**PROBLEM DETAILS**: Copy all lines below containing "pipe".

[Natural-language object grounding data]

"""

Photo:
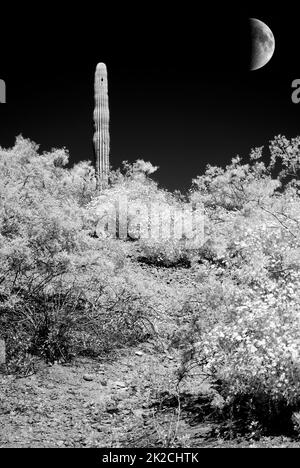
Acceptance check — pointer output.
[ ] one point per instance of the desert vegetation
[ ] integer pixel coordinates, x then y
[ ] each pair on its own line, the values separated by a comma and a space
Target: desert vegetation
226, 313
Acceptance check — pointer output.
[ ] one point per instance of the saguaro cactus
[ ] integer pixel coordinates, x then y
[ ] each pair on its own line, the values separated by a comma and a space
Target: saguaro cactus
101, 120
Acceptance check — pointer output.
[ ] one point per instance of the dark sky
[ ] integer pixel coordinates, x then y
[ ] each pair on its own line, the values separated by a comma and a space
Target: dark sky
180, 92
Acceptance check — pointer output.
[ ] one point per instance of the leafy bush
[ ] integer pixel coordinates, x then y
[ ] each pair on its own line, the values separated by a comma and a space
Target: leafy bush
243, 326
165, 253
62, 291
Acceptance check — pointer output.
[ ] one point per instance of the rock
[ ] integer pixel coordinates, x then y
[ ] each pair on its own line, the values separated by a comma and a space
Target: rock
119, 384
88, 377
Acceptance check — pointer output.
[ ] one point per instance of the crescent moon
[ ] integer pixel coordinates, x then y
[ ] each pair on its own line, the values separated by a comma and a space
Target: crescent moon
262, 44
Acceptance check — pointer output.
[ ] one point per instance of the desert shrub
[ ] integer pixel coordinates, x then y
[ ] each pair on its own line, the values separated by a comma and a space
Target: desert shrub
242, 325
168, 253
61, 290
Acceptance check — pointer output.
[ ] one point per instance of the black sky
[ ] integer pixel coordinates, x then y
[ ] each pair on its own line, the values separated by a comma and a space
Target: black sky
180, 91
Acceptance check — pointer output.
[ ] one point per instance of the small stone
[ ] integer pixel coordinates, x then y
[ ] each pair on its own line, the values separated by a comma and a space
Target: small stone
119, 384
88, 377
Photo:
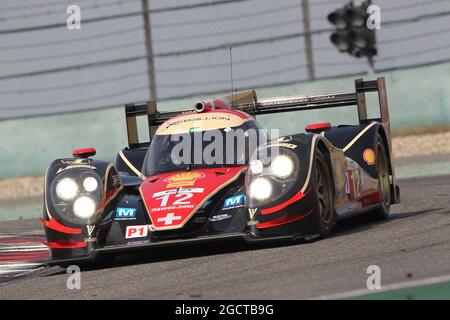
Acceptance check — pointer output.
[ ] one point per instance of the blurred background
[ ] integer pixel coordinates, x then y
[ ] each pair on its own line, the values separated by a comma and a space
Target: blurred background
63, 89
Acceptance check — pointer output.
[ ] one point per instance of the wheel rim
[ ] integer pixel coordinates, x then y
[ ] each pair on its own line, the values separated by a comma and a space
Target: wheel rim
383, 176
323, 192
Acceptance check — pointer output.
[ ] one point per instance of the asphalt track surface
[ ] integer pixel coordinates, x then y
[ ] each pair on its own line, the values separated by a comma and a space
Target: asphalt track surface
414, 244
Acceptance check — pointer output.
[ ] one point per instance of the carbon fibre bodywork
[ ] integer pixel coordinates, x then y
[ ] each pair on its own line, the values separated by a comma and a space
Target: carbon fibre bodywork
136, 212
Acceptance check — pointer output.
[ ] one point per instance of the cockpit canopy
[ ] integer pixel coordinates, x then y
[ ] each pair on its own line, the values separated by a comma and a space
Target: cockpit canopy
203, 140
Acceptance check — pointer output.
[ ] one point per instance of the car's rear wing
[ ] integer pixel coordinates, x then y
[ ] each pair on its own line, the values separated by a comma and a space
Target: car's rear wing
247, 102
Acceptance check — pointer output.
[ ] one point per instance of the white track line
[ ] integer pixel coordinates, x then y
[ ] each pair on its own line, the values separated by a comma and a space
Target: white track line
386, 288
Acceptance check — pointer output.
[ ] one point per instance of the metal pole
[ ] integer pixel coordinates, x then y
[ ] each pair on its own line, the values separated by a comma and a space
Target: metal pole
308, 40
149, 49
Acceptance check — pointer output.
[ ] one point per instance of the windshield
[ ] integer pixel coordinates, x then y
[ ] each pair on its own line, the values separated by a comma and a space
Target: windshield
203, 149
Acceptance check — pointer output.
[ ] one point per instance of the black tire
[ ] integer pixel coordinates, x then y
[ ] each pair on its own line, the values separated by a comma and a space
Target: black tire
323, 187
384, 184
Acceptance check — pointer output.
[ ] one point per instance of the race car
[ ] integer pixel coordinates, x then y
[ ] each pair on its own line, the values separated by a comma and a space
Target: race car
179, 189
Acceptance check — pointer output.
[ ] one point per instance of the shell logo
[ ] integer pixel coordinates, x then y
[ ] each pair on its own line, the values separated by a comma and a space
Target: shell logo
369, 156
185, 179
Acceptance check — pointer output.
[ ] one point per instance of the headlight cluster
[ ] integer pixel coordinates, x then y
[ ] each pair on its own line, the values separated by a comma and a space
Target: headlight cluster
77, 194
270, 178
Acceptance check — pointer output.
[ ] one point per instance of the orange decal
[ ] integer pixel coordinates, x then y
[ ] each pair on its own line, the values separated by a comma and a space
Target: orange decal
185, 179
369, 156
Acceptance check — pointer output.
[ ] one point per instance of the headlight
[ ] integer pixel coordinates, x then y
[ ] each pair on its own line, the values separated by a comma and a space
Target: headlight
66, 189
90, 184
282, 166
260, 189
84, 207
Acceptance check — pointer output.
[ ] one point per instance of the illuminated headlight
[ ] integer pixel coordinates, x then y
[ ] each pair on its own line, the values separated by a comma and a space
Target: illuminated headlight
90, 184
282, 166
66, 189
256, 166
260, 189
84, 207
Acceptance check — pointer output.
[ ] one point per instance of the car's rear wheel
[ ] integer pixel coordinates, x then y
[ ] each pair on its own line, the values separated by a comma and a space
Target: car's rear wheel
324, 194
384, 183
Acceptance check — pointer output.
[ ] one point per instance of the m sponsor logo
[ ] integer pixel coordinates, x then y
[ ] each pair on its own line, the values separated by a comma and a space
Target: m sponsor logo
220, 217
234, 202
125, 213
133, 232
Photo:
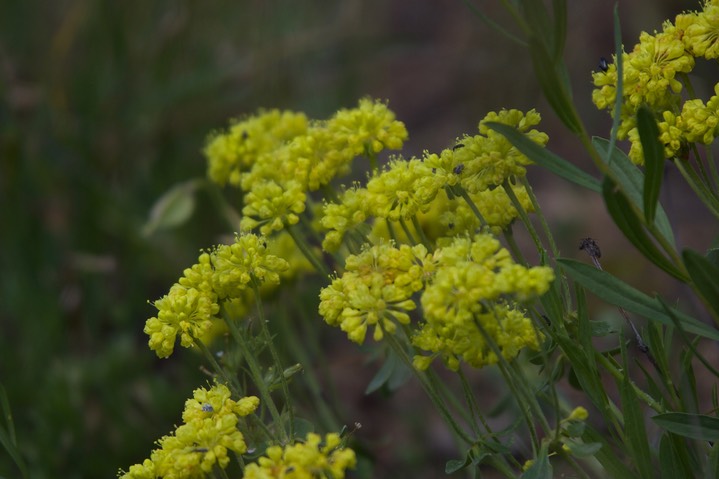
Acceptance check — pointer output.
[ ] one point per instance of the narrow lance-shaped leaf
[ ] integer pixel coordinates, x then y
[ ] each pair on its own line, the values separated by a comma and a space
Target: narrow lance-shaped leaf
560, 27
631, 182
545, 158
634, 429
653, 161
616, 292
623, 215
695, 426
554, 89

"""
"""

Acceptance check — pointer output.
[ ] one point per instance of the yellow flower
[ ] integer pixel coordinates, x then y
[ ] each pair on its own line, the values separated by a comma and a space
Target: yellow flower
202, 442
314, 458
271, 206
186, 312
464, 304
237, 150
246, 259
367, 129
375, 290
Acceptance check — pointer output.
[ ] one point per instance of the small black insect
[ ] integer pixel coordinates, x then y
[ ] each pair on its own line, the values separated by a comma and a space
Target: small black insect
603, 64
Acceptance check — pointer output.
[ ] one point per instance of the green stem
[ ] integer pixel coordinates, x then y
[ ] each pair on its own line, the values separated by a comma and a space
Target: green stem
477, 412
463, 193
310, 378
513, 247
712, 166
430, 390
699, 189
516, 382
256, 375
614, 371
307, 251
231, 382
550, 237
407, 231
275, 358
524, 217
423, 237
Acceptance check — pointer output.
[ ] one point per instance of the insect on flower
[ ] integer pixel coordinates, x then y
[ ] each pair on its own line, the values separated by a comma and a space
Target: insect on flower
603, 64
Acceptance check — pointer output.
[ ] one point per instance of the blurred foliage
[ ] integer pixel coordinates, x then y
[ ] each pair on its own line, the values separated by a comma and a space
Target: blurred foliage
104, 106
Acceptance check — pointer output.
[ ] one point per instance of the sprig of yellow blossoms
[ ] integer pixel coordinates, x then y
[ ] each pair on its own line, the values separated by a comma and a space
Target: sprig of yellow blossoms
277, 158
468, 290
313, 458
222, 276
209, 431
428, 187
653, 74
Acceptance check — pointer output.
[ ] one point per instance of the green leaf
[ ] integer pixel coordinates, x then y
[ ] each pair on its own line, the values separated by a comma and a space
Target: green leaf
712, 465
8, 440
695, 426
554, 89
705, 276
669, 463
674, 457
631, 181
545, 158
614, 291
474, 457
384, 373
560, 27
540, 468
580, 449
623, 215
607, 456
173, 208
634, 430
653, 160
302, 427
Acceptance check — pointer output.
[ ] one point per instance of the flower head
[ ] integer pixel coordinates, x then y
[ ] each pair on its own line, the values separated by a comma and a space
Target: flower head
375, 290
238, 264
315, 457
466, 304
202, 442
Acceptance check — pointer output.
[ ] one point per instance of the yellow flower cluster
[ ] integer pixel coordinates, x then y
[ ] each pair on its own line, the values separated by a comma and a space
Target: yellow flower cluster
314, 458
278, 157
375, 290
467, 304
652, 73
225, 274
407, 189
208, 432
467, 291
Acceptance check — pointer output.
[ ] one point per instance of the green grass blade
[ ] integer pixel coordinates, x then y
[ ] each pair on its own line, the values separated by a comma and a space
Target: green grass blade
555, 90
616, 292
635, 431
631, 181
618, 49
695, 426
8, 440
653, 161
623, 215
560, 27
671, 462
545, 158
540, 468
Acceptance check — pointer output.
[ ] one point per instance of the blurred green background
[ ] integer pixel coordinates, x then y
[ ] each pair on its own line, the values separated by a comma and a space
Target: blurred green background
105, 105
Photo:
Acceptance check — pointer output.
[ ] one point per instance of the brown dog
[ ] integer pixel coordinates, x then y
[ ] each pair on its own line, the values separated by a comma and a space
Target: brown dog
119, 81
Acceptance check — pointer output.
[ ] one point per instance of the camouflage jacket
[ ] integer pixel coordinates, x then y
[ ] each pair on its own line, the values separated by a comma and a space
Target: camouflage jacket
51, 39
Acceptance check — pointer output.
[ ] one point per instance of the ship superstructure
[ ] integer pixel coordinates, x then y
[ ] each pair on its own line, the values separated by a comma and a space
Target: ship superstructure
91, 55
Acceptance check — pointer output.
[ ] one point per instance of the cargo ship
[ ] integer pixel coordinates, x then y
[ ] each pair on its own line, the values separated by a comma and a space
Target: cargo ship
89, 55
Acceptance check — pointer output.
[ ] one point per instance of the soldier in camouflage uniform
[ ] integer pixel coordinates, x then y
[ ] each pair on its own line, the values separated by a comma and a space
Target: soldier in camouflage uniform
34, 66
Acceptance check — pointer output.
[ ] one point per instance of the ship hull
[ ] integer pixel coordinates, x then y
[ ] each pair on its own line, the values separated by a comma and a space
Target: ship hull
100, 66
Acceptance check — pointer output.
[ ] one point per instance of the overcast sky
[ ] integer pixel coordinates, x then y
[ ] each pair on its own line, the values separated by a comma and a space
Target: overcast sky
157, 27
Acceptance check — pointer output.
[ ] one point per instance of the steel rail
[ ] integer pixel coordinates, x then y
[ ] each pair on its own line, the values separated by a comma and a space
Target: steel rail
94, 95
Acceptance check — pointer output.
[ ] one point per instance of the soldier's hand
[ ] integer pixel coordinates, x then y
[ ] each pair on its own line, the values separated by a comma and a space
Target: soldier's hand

"""
"""

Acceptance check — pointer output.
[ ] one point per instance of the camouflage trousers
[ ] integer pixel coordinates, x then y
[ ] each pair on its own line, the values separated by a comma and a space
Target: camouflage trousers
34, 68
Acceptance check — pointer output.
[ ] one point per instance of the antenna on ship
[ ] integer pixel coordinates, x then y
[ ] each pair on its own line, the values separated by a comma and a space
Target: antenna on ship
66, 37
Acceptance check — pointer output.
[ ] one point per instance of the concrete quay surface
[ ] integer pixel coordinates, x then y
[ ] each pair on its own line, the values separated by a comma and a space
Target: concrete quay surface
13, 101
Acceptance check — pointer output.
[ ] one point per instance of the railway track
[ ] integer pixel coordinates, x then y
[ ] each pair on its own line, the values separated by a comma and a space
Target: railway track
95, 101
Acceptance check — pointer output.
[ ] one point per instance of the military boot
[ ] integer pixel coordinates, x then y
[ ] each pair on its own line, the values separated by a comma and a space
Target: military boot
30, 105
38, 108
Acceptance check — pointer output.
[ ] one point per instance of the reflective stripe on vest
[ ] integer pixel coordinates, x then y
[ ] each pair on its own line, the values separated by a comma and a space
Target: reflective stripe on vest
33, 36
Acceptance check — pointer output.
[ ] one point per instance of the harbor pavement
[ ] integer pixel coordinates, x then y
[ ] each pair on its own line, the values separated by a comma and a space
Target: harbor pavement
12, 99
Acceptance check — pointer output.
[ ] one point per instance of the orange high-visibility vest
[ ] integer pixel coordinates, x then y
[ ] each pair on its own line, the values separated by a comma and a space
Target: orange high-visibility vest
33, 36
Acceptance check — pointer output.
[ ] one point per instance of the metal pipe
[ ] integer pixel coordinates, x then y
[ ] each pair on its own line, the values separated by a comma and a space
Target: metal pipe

"""

**RESPONSE BOX**:
[ ] one point per instance of the metal pipe
Target: metal pipe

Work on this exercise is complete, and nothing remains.